**CHALLENGE:** Edit the rows below so that every "instance" reads "occurrence" and nothing else changes.

* begin ROWS *

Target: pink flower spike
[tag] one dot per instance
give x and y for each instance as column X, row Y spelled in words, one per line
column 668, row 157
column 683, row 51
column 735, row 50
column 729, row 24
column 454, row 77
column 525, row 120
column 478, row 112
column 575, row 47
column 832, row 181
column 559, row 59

* end ROWS *

**SOLUTION TO THIS PROBLEM:**
Target: pink flower spike
[tag] one dot per occurrence
give x and y for each occurrence as column X, row Y spelled in words, one per line
column 668, row 157
column 683, row 51
column 735, row 50
column 729, row 24
column 454, row 77
column 525, row 120
column 478, row 112
column 575, row 47
column 832, row 181
column 559, row 59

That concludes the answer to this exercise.